(PROVIDED PASSAGE)
==*==
And your "view" or "controller" layers need not be bothered with the details.

Performance Difference in Files vs CLOB

Amin Adatia, August 30, 2008 - 12:03 pm UTC

I would like to store my data in the database. However, we are finding that the read performance between the CLOB and OS_File is about 3 times in favour of the File. Is there something we can do in our code which is using the Java streams function. Are we stuck with the slow performance because of Java?
Tom Kyte
August 31, 2008 - 9:25 am UTC

tell us about your test and your needs here.

Are you needing to serve these files up over the "internet" for example, does your test including a web brower downloading the files, do you have to use java as the language in the middle (eg: mod_plsql can get files out of the database pretty easily - one line of code actually)

also how did you create your clob, do you read and re-read the clob over and over, have you enabled caching of the clob (read only caching or read/write caching - you decide)

data access layer

rc, August 31, 2008 - 11:38 am UTC

???
Tom Kyte
September 01, 2008 - 12:51 pm UTC

eh? did you have a question or comment?


DB or FS

Ben, September 02, 2008 - 10:25 am UTC

I don't want to get pulled into a "anything you can do, I can do better" debate. For every situation that I can create to justify moving files into a database, I can create another scenario to justify using the file system.

Below are some of the questions that I would typically ask to help determine which is a better fit (in no particular order):

What is the expected growth rate of data storage? Remember that unstructured data tends to grow much faster than structured data.
What is the source of the files : user (such as word processing/spreadsheet)? (this is another way to ask about growth rate. I've seen managers claim slow expected growth rates, but in reality when users are unleashed on the system...)
Does the DB server have sufficient capacity to allow for at least 3 years of this growth rate?
Assuming Archiving is turned on in the DB : Does the server have sufficient capacity in it's archive destination? (apply same for Flashback DB)
How does the expanded DB size fit into your backup systems and procedures?
Can your Disaster Recovery plan accomodate the increased DB size?
Do any other vendor products have to interact with these files? If so, can these products work with them stored in the DB?
What is the budget?
Is performance on file read critical?
What technologies are already in place & paid for?
What are the skillsets for your current admins?
What are the skillsets for your users?

If Tom's mantra is there is no "one size fits all"? Then why is he advocating that the database is ALWAYS the better fit? I am simply advocating that there are plenty of situations where FS or a blended storage solution is a better fit.
Tom Kyte
September 02, 2008 - 12:04 pm UTC

I'll say it as simply as I can:

if this data is valuable to your business, if this data is necessary for your business, if the loss of this data would damage your ability to do business - it has no business NOT being in the database.

The only place I know data can be secured, properly backed up and recovered, safe - is a database.

A file is just data.


If the files are static images for your website, if the files are generated reports - reports that can easily be regenerated - put them where ever you want.

If the files contain information crucial to your business, there is only one place for them - a database.

respond

Ben, September 02, 2008 - 12:32 pm UTC

And I'll respond as simply as I can

"The only place I know data can be secured, properly backed up and recovered, safe - is a database."

Whereas I can not attest to your knowledge, the idea that an FS is limited compared to a DB for security, backup, recover, etc is simply not true.
==*==
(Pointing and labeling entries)
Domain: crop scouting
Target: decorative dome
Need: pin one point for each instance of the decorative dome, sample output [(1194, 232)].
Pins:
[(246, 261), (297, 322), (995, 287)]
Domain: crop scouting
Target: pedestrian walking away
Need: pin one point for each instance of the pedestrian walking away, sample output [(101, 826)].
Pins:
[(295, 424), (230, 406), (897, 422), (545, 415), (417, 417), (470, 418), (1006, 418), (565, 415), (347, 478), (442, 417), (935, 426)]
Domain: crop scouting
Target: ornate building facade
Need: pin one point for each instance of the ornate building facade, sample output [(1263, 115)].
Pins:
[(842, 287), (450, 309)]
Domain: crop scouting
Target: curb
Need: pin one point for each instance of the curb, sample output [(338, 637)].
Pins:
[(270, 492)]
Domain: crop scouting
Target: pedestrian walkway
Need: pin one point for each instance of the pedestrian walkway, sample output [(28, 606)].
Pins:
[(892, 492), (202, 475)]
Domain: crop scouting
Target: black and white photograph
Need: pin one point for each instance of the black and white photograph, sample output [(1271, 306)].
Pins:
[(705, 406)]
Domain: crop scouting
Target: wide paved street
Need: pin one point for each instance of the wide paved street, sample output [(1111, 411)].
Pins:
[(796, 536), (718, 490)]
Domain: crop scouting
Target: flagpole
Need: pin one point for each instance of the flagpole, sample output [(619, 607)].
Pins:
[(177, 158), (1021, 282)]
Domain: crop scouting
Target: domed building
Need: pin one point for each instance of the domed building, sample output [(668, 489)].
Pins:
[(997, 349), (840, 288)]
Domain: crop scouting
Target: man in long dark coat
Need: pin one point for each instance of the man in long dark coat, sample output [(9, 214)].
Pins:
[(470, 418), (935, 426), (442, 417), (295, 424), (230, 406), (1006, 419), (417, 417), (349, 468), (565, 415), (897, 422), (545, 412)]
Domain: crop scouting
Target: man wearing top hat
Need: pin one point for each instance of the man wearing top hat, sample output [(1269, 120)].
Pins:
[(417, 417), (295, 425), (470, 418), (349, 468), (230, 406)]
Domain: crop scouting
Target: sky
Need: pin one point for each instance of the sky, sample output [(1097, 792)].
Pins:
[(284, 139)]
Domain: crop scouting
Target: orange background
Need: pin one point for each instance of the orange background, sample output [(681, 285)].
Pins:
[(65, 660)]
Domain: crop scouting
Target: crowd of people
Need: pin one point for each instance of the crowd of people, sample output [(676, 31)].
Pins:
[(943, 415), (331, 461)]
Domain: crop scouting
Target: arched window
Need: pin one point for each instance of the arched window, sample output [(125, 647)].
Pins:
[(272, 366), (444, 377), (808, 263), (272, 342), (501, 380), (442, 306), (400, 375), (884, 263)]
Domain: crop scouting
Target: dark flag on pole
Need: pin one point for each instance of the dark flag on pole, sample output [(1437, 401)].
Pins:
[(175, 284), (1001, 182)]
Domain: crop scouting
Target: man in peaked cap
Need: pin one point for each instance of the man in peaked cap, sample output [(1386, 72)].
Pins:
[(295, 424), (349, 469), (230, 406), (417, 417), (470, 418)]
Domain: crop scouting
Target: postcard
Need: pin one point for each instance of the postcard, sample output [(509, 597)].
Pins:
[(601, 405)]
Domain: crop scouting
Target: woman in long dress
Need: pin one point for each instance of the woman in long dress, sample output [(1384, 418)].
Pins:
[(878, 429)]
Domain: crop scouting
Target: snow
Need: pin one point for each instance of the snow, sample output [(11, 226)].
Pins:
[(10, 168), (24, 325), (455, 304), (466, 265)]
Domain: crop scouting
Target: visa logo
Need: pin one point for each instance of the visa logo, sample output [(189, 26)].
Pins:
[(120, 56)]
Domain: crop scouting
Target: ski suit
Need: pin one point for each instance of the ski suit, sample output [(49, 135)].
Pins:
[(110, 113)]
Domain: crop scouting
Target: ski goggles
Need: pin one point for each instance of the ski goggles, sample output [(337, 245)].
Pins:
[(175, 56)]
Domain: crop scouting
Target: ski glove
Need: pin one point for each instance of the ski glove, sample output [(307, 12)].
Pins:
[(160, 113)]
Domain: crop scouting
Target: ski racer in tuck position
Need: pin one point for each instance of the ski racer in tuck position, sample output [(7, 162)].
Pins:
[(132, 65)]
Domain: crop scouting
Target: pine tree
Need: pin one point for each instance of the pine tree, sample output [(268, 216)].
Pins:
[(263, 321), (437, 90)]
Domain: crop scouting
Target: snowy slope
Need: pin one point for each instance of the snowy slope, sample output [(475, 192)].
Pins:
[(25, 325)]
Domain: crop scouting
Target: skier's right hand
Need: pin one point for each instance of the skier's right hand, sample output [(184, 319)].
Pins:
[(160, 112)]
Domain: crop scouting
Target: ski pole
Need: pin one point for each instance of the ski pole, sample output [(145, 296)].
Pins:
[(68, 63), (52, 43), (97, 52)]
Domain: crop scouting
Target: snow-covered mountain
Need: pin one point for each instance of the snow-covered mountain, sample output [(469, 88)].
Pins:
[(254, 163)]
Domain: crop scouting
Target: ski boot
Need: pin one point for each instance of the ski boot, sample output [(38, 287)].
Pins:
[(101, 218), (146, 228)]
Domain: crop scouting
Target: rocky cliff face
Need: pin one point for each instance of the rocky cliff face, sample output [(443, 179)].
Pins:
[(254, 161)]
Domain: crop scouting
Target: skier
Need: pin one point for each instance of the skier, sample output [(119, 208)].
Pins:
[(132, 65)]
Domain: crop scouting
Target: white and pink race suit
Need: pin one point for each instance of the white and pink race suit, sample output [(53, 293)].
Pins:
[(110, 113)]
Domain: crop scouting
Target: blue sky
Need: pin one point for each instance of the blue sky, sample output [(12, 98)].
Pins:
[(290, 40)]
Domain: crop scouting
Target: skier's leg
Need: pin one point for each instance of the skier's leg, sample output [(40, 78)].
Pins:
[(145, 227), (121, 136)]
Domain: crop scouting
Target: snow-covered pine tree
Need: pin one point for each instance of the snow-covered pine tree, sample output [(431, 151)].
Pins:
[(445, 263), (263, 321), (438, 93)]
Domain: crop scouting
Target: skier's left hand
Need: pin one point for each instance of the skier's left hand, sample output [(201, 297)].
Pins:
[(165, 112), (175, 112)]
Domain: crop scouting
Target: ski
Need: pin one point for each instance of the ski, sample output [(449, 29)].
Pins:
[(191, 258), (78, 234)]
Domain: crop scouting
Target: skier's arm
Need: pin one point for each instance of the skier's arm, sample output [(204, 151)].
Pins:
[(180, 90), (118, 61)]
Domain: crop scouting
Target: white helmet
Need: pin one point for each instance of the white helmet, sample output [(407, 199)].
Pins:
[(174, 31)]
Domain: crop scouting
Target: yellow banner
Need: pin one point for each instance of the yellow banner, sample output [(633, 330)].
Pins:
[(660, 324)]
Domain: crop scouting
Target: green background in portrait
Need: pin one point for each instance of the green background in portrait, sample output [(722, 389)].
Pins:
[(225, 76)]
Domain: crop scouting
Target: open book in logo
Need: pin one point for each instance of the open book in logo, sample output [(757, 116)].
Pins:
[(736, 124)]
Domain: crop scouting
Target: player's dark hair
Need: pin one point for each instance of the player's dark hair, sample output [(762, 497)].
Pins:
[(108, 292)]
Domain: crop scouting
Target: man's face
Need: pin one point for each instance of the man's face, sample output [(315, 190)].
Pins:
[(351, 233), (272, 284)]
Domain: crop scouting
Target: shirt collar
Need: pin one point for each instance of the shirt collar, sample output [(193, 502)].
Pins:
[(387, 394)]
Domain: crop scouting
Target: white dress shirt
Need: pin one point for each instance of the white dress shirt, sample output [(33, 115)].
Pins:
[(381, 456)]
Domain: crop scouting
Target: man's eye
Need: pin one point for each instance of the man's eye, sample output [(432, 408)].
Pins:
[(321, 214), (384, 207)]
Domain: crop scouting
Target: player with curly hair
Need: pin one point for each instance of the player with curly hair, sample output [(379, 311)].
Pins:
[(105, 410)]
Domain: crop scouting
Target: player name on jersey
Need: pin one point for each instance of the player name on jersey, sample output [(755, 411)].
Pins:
==*==
(WRITTEN TASKS)
• 1. Reproduce word for word the portion of the forum thread on files versus database storage from "Can your Disaster" up to and including "is the budget?".
• 2. In the forum thread on files versus database storage, by about what factor did Amin Adatia find file reads faster than CLOB reads?

(ANSWER SET)
• 1.
Can your Disaster Recovery plan accomodate the increased DB size?
Do any other vendor products have to interact with these files? If so, can these products work with them stored in the DB?
What is the budget?

• 2. About three times faster.